── Input for this task ──
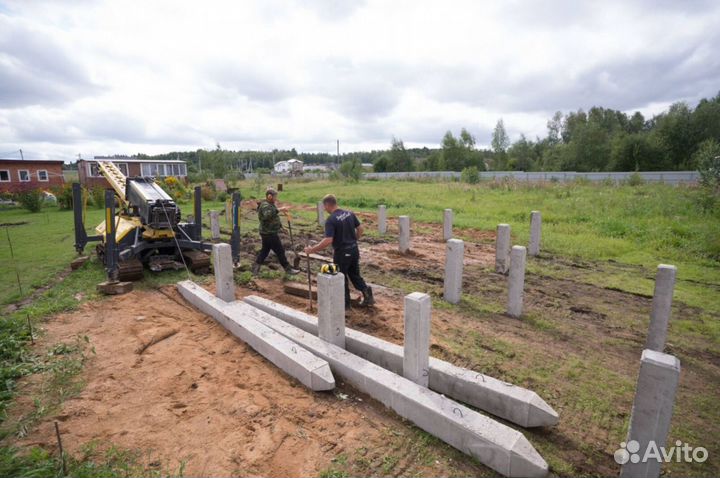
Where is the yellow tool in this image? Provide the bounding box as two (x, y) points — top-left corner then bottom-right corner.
(320, 264), (340, 276)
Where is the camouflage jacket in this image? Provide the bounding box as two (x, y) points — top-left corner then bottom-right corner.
(258, 201), (282, 235)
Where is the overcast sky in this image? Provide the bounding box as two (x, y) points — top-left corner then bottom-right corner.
(0, 0), (720, 160)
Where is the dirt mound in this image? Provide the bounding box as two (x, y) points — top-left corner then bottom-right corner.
(14, 287), (416, 476)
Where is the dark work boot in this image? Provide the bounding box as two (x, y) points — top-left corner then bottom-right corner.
(362, 286), (375, 307)
(285, 265), (300, 276)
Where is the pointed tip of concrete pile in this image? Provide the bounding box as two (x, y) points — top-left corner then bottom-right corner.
(525, 392), (560, 427)
(310, 364), (335, 391)
(507, 433), (548, 478)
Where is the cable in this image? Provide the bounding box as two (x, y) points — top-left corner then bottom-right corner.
(160, 202), (192, 280)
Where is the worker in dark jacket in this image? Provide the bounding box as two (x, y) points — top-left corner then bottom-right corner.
(252, 188), (300, 275)
(305, 194), (375, 309)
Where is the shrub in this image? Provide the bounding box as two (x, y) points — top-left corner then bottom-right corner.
(253, 173), (265, 197)
(460, 166), (480, 184)
(200, 184), (215, 201)
(340, 159), (362, 182)
(52, 184), (72, 209)
(693, 138), (720, 194)
(18, 189), (43, 212)
(626, 171), (645, 186)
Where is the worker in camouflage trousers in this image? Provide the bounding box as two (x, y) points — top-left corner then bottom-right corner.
(252, 188), (300, 275)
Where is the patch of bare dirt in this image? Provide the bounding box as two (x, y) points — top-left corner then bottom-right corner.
(12, 281), (479, 477)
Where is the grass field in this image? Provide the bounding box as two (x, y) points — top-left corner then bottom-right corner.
(0, 180), (720, 476)
(268, 181), (720, 312)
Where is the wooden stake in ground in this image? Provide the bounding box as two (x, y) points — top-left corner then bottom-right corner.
(55, 422), (67, 476)
(307, 244), (312, 312)
(26, 314), (35, 345)
(5, 226), (22, 295)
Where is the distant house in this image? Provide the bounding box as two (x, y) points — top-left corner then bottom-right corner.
(303, 164), (332, 173)
(78, 156), (187, 189)
(215, 179), (227, 193)
(0, 158), (65, 193)
(274, 159), (303, 174)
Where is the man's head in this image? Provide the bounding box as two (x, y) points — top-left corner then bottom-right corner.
(265, 188), (277, 203)
(323, 194), (337, 213)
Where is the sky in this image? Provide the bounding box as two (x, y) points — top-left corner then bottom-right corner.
(0, 0), (720, 161)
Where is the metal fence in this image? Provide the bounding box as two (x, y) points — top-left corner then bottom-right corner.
(363, 171), (700, 184)
(245, 171), (700, 184)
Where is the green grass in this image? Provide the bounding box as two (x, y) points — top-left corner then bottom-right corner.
(0, 207), (103, 305)
(0, 181), (720, 477)
(258, 181), (720, 312)
(0, 442), (185, 478)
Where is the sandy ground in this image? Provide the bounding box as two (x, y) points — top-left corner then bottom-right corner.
(7, 210), (718, 476)
(15, 286), (428, 476)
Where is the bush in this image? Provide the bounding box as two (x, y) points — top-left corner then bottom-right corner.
(460, 166), (480, 184)
(340, 159), (362, 182)
(52, 184), (72, 209)
(253, 173), (265, 199)
(693, 138), (720, 194)
(200, 184), (215, 201)
(18, 189), (43, 212)
(626, 171), (645, 186)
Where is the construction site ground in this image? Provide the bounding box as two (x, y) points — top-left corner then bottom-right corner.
(1, 208), (720, 477)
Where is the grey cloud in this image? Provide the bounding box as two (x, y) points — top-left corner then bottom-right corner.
(306, 58), (402, 121)
(0, 15), (100, 108)
(298, 0), (365, 20)
(418, 25), (720, 113)
(205, 60), (293, 102)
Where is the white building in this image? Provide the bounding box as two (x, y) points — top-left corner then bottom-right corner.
(274, 158), (303, 174)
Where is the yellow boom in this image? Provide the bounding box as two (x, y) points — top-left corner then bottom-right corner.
(98, 161), (127, 206)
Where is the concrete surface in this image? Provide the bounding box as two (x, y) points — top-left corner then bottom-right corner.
(443, 239), (465, 304)
(443, 209), (453, 242)
(177, 281), (335, 391)
(528, 211), (542, 256)
(508, 246), (527, 317)
(620, 349), (680, 478)
(244, 295), (559, 427)
(378, 205), (387, 235)
(208, 211), (220, 241)
(239, 302), (548, 477)
(495, 224), (510, 274)
(212, 244), (235, 302)
(318, 201), (325, 228)
(403, 292), (432, 387)
(645, 264), (677, 352)
(317, 273), (345, 349)
(398, 216), (410, 254)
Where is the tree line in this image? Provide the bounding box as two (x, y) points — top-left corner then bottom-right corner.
(69, 93), (720, 178)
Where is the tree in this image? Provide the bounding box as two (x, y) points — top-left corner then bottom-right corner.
(387, 137), (415, 171)
(655, 102), (699, 169)
(547, 111), (562, 145)
(693, 138), (720, 194)
(340, 159), (362, 182)
(508, 134), (537, 171)
(373, 154), (388, 173)
(609, 133), (668, 171)
(492, 118), (510, 154)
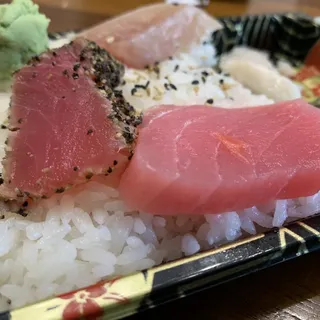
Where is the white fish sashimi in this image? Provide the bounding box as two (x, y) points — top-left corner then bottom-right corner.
(220, 50), (301, 102)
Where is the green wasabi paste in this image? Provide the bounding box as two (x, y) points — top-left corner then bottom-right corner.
(0, 0), (50, 82)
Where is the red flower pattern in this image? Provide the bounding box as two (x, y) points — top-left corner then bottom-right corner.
(59, 278), (128, 320)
───
--- Exercise details ---
Can you write out every line of the records, starting with the line containing "Where is the man's" and continuing through the line containing "(245, 171), (700, 184)", with both of those lines included and every coordinate shifted by -83?

--- Worked answer ---
Where is the man's head in this image? Provide the bounding box as two (x, y) points — top-left corner then bottom-right corner.
(182, 105), (194, 120)
(240, 111), (254, 130)
Where is the sky in this image? Provide the bounding box as two (x, y) points — top-left corner then bottom-right corner.
(-83, -83), (637, 78)
Where is the metal fence in this image? Provide the bounding box as two (x, y) points — top-left corner then bottom-right corner.
(280, 88), (617, 101)
(162, 88), (617, 101)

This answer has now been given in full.